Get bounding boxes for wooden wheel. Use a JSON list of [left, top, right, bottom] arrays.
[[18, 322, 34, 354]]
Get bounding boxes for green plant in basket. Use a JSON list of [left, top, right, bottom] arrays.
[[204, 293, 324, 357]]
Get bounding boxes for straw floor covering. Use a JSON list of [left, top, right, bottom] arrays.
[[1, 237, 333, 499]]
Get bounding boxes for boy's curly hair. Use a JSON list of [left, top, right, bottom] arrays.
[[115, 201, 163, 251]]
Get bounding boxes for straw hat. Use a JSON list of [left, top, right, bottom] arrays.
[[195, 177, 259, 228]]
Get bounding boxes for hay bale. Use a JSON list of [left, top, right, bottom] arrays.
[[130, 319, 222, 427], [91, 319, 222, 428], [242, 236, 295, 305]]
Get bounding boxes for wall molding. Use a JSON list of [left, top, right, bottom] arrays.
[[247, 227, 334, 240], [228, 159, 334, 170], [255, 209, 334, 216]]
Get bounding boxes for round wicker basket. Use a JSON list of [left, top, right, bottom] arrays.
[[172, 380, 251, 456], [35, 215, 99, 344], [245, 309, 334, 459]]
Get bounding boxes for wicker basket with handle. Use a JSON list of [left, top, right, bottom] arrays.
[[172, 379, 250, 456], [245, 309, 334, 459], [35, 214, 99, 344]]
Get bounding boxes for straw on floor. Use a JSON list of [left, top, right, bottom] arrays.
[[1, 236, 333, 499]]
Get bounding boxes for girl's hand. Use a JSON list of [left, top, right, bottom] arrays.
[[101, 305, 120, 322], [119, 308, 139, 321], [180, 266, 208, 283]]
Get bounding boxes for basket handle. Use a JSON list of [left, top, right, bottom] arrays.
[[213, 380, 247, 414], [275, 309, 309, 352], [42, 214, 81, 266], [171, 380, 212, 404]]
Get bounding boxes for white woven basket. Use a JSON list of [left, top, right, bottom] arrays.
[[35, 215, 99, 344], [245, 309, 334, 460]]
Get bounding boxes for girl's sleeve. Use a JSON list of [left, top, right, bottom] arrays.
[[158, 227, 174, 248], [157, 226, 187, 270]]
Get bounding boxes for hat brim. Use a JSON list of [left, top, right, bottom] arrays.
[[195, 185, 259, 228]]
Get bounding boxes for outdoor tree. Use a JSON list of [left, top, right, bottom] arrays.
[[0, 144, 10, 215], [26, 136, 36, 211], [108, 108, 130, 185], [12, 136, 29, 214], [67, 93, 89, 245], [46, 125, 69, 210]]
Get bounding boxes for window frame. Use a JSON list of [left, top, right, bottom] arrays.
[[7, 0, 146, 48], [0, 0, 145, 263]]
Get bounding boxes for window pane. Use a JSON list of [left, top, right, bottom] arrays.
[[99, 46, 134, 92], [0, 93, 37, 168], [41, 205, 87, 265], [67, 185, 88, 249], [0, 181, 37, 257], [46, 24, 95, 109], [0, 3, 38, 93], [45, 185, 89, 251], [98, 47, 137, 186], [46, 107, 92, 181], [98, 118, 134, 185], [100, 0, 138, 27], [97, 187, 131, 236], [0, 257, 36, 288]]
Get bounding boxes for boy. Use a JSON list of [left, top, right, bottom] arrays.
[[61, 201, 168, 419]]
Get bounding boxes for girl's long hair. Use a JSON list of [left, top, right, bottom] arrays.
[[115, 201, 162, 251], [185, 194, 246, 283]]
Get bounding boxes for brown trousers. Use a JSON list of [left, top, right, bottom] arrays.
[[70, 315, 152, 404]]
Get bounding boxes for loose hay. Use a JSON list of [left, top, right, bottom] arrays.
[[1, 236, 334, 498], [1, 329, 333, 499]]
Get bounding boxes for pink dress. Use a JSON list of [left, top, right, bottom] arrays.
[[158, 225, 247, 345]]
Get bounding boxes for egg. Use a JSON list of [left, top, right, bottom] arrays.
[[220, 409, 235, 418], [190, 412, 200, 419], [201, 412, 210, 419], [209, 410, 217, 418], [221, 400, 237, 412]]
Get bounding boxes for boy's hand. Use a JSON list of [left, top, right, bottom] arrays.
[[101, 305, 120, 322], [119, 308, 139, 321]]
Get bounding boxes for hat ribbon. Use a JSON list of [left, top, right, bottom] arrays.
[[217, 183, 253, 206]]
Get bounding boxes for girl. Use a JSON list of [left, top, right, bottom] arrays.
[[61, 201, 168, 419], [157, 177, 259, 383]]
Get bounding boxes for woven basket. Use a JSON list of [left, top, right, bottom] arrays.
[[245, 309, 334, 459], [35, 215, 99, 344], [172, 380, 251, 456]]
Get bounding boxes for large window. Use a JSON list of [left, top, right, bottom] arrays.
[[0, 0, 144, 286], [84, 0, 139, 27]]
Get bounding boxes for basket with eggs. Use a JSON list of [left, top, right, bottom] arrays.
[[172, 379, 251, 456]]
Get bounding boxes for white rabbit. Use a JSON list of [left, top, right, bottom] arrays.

• **What the task requires**: Starting from the line containing "Get bounding boxes for hat ribbon.", repeat each line through the end of the entries, exactly.

• **Solution to this task**:
Get bounding boxes for hat ribbon. Use a JSON list of [left, top, right, bottom] arrays.
[[217, 183, 253, 206]]
Get bounding boxes for girl. Use a JSON list of [left, top, right, bottom] arrays.
[[61, 201, 168, 419], [157, 177, 259, 383]]
Get bounding boxes for woven basket. Use a JSON list of [left, top, right, bottom] arrays.
[[245, 309, 334, 459], [35, 215, 99, 344], [172, 380, 251, 456]]
Get bounding boxes for large window. Use a JSON list of [left, top, right, bottom] arrays.
[[0, 0, 144, 286], [84, 0, 139, 27]]
Get bounding boxes for basket with eggs. Use a JSON list of [left, top, right, bottom] arrays.
[[172, 379, 251, 456]]
Get bounding boxes for white rabbit. Use a JSON list of [left, top, right, bottom] arrays.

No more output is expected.